* START Exercise inputs *

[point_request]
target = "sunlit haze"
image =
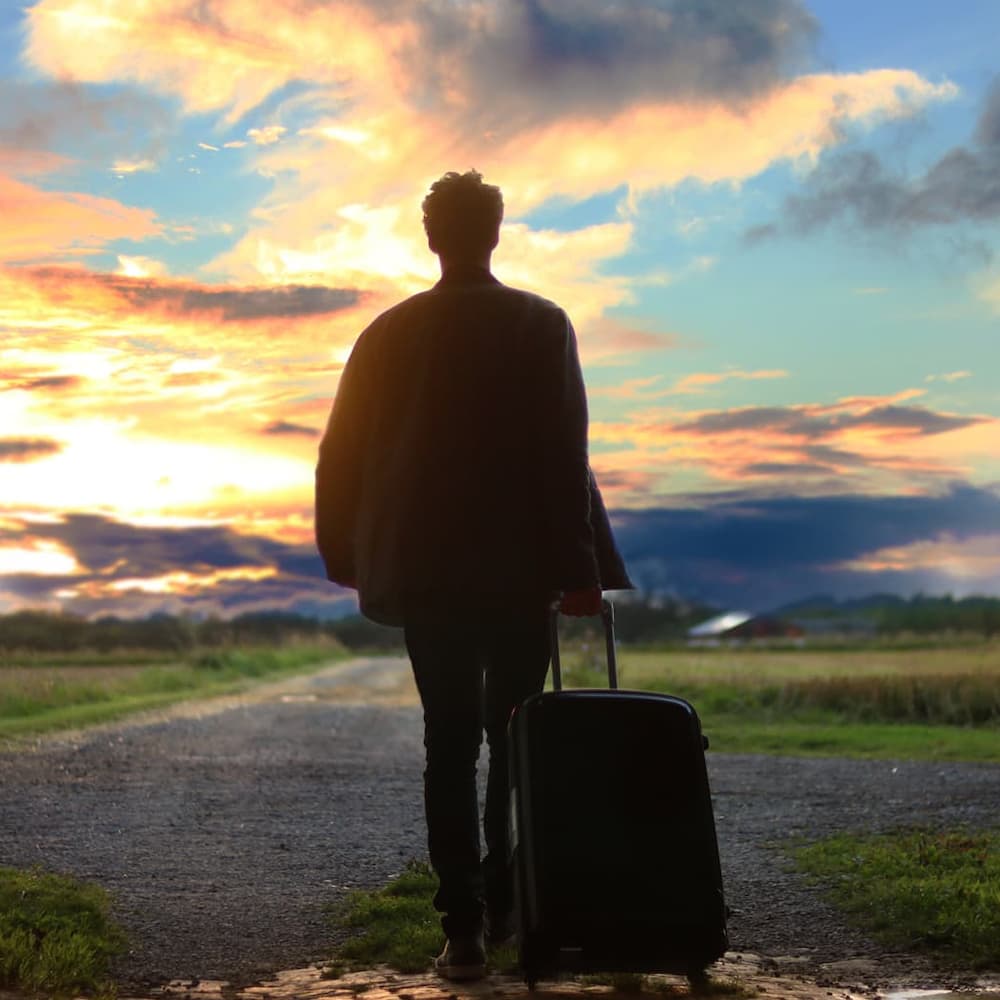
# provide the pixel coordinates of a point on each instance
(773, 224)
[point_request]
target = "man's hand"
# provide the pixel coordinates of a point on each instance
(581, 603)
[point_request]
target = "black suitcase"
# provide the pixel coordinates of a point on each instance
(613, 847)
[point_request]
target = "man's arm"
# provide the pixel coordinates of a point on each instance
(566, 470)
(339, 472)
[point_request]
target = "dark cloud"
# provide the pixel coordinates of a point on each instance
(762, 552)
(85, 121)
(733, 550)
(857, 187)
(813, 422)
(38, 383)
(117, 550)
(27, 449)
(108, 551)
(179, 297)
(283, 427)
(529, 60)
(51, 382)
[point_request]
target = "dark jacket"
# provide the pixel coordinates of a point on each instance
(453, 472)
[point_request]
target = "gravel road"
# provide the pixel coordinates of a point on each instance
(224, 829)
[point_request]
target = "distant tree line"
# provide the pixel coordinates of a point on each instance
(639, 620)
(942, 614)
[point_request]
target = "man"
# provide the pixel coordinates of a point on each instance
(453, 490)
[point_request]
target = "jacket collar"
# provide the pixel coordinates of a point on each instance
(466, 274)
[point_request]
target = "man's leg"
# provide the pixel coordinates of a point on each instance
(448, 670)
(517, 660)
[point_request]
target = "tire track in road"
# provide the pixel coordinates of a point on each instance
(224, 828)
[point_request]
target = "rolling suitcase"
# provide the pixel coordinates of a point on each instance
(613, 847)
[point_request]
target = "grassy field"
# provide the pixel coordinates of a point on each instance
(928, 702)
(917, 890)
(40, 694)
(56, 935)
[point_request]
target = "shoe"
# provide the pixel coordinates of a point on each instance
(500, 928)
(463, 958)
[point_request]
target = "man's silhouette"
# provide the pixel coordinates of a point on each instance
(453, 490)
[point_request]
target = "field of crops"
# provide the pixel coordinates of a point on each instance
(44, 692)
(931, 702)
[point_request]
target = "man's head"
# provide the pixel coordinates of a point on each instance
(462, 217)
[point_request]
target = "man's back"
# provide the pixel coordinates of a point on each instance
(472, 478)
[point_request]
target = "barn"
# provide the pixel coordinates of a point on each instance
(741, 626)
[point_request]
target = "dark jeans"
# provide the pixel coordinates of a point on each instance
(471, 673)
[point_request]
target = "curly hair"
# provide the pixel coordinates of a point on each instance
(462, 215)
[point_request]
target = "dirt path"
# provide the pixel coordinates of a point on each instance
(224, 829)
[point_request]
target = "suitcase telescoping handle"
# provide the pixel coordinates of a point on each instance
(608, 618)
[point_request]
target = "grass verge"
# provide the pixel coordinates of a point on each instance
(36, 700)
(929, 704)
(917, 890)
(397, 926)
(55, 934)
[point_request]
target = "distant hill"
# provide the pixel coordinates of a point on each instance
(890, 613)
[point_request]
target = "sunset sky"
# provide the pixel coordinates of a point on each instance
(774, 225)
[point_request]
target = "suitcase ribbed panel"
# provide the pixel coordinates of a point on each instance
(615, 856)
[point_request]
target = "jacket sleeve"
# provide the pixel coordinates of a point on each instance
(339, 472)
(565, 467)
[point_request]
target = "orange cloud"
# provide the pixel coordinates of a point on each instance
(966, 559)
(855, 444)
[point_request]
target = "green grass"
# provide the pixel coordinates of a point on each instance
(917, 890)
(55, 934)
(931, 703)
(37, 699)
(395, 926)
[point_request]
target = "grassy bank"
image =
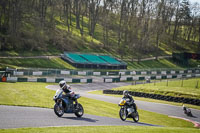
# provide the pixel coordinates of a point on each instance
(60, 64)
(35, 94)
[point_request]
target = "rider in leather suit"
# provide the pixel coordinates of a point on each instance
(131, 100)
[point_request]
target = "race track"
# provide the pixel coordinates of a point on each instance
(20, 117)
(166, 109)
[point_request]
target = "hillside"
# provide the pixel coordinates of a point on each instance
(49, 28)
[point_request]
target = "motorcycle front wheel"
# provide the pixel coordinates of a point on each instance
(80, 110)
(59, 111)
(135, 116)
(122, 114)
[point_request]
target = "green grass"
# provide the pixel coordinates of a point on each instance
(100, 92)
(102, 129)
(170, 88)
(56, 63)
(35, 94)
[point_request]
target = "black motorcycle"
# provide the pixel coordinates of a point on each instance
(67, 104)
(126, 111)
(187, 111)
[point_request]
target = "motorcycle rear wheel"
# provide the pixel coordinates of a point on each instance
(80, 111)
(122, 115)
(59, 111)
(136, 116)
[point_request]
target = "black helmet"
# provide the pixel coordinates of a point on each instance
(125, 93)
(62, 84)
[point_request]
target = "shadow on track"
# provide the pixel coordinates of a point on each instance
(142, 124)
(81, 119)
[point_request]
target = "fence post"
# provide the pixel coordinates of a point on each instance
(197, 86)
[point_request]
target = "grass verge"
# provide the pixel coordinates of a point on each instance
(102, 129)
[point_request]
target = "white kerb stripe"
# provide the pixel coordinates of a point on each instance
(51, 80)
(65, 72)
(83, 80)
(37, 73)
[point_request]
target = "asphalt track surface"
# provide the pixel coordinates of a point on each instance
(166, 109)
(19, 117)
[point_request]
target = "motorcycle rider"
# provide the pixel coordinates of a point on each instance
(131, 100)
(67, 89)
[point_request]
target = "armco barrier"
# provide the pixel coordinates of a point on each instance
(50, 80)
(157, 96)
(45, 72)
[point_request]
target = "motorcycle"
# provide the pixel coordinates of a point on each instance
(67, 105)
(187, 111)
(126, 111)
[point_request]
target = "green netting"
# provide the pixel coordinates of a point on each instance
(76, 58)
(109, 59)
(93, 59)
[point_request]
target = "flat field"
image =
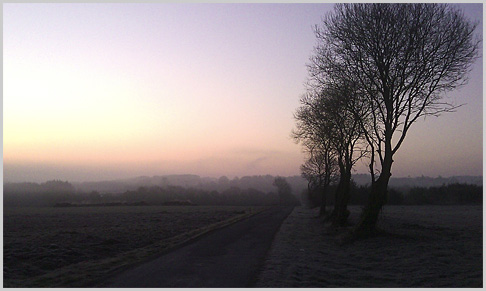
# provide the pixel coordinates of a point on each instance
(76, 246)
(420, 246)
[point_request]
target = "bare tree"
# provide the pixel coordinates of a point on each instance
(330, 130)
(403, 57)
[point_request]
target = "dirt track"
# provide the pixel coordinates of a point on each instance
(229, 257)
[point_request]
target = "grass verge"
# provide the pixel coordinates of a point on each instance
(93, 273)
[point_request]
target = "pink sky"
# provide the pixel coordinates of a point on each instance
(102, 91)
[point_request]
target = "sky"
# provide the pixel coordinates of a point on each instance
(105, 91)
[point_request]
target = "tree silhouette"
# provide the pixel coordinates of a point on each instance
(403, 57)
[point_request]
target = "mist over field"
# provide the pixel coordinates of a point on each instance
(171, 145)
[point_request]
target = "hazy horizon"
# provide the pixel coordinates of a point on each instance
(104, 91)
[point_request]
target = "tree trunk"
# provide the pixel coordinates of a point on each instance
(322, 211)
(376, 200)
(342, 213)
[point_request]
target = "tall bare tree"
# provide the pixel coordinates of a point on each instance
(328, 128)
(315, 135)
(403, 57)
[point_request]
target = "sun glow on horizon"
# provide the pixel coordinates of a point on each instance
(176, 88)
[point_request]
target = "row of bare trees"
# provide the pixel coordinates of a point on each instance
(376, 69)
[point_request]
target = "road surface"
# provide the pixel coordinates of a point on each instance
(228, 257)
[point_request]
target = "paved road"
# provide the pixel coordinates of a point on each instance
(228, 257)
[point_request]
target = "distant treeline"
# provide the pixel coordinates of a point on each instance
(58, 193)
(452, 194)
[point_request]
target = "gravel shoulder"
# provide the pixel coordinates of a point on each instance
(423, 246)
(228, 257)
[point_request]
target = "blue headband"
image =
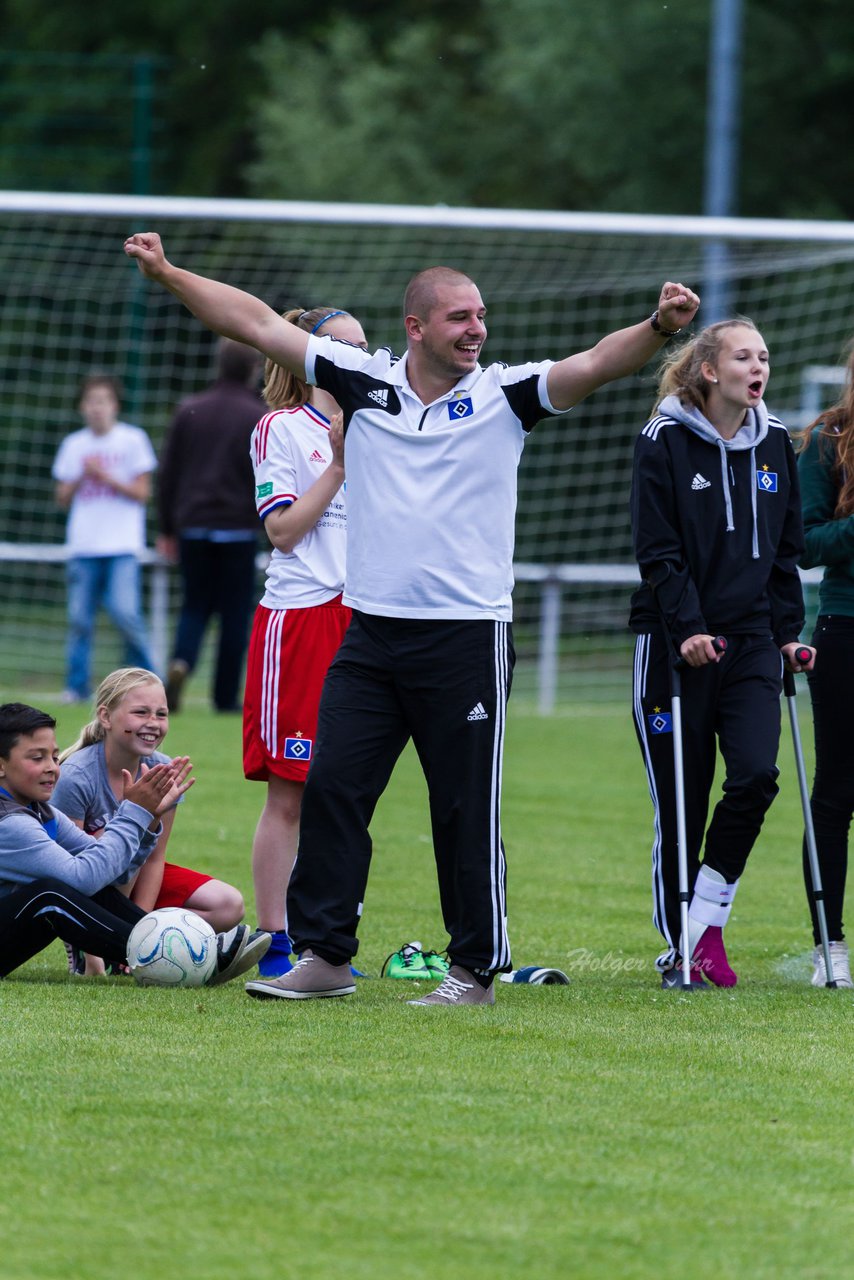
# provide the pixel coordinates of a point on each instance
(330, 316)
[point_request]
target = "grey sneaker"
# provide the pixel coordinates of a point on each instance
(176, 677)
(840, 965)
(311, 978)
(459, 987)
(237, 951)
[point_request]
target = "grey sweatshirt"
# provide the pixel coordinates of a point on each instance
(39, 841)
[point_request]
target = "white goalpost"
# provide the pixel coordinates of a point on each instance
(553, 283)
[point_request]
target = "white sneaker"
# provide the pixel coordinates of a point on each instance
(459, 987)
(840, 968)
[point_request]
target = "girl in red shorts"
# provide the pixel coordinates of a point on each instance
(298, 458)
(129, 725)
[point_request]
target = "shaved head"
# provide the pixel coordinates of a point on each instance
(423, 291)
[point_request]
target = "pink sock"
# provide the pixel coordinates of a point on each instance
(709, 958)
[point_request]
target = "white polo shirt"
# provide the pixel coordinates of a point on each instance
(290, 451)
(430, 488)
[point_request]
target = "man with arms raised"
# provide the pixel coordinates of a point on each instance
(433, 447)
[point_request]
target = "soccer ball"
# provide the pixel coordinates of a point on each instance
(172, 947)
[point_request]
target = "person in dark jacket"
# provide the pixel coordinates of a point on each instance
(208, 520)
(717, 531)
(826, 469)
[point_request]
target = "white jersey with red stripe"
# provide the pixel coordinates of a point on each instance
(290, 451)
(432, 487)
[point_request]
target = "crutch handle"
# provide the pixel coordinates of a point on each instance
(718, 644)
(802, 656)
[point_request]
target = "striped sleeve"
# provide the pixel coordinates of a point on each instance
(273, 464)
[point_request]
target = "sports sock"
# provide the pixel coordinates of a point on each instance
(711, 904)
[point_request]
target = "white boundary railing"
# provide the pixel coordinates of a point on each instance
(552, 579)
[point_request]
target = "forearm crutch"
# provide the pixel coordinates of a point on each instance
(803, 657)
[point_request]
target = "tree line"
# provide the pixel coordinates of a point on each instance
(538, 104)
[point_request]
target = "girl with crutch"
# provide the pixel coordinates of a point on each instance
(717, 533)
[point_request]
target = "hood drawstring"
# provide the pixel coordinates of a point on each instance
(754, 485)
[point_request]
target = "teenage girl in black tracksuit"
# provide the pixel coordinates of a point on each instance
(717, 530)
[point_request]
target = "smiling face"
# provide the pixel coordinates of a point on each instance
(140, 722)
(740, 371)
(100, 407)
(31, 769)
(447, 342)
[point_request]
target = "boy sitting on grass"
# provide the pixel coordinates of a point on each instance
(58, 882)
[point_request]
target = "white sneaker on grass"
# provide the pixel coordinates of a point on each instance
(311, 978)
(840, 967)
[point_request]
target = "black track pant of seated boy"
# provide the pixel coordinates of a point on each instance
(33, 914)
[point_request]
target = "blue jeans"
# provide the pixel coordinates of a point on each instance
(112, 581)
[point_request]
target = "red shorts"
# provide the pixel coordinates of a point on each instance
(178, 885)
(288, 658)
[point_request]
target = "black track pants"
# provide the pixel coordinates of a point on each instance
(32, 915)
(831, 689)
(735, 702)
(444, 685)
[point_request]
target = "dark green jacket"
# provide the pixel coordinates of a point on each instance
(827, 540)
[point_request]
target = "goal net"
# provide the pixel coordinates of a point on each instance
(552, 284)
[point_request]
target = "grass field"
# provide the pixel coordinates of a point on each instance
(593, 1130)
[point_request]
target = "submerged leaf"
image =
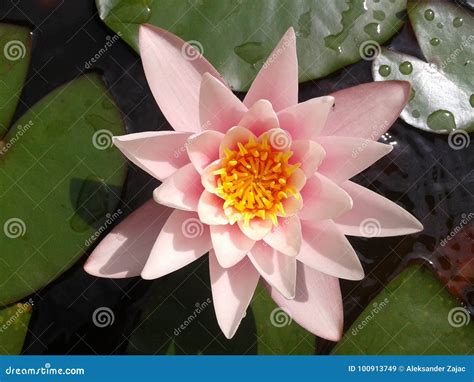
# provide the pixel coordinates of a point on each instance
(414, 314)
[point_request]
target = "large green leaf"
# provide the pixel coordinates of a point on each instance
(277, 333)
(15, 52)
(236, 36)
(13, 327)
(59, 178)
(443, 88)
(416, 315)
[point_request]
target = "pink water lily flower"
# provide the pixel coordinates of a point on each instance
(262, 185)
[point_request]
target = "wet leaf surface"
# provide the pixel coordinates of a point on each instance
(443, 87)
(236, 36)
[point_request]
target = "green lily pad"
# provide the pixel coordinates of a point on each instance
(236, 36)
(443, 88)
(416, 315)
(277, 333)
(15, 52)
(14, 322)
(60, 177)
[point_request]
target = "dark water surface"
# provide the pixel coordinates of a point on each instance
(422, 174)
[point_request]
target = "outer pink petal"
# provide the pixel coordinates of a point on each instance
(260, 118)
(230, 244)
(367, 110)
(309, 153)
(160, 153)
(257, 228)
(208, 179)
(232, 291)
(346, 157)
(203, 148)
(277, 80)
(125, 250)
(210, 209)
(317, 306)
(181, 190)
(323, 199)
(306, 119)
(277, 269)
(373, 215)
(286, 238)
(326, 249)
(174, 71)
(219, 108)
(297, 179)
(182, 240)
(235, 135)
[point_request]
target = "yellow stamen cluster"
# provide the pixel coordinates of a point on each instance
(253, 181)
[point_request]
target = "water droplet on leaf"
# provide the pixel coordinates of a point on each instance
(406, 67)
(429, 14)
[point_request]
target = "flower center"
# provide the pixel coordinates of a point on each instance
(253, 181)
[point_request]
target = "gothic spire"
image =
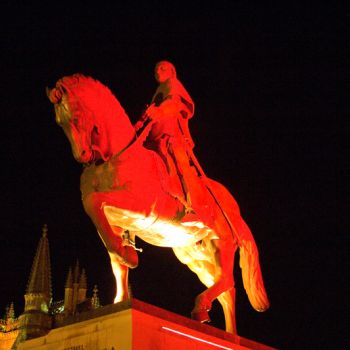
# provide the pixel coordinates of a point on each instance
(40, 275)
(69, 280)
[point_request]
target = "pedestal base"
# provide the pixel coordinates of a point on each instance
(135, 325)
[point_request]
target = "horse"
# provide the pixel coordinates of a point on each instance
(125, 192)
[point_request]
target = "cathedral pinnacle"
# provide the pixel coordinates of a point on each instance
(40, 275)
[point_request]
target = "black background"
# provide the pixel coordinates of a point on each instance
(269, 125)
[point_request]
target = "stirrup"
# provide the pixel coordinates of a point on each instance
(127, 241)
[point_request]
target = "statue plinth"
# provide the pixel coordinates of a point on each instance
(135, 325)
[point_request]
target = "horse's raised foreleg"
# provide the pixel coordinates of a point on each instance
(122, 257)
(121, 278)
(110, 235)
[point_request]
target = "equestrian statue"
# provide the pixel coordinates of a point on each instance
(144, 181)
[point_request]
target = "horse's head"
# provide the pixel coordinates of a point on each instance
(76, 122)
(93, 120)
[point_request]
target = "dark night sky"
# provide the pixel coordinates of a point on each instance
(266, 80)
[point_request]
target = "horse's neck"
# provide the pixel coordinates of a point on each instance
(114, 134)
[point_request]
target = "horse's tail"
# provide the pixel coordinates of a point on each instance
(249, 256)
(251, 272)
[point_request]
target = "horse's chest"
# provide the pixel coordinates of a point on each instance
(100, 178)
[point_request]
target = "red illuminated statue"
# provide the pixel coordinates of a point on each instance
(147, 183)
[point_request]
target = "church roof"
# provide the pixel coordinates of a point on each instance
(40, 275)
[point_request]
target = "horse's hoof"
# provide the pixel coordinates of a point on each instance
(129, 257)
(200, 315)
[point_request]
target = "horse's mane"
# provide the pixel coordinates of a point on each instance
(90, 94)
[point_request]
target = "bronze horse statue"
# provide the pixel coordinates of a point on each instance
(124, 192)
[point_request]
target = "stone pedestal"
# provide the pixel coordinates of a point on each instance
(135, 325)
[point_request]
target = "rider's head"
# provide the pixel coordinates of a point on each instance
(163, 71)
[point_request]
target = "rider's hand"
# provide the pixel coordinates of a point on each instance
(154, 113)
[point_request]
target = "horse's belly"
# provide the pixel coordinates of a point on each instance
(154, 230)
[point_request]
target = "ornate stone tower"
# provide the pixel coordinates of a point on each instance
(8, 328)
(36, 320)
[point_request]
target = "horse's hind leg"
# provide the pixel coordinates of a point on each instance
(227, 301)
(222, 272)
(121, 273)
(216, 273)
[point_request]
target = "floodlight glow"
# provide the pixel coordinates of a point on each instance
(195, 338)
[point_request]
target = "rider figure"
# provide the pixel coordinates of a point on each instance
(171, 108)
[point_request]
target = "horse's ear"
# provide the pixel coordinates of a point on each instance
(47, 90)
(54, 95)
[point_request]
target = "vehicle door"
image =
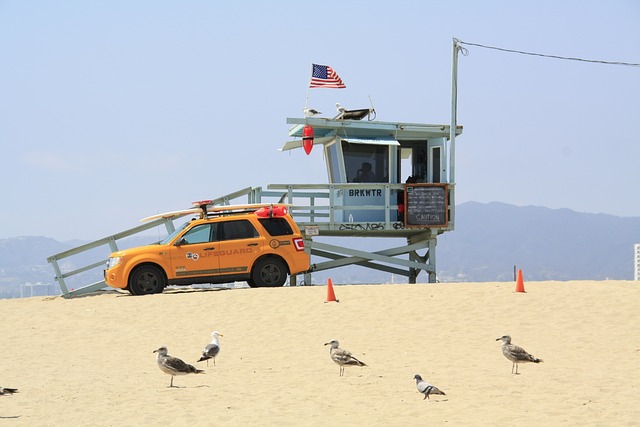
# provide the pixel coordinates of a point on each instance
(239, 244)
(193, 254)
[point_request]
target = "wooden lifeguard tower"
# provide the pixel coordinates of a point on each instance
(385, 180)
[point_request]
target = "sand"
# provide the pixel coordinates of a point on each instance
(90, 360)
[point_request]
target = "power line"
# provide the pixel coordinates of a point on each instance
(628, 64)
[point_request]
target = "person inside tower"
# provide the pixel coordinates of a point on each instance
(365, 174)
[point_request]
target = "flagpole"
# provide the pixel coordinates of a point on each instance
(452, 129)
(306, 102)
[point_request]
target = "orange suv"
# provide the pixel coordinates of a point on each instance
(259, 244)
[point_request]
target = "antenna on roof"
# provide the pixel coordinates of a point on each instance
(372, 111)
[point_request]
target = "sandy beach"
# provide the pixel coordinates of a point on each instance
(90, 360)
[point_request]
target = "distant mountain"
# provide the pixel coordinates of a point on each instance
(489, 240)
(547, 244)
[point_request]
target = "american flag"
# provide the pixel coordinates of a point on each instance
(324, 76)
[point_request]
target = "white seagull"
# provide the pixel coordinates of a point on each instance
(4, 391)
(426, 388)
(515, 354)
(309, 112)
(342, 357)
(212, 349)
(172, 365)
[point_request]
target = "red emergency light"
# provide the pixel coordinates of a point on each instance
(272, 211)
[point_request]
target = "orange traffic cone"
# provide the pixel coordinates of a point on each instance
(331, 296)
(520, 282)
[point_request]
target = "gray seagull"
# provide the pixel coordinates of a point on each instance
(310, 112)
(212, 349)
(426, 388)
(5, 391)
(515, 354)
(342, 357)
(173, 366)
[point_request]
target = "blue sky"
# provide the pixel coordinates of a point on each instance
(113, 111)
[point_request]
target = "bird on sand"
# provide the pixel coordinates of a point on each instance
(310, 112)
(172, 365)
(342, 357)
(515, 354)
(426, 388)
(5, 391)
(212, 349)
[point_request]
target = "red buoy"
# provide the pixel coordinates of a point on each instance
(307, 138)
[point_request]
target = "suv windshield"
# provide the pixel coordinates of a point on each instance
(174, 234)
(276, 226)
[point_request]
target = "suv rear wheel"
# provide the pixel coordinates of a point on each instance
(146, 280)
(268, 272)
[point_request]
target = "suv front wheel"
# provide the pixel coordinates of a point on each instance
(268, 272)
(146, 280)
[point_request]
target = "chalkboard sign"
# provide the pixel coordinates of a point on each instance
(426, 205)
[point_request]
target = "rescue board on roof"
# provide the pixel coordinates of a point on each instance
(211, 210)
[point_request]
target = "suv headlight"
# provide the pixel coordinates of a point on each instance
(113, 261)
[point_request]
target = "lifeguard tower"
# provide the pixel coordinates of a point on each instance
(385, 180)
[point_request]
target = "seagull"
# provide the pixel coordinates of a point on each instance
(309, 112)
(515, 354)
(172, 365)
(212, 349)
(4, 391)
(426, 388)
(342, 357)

* END Exercise inputs *

• [Instructions for the task] Gather every line from the entries above that contains the string "cloud", copying each line in full.

• [Full answer]
target = "dark cloud"
target = "orange cloud"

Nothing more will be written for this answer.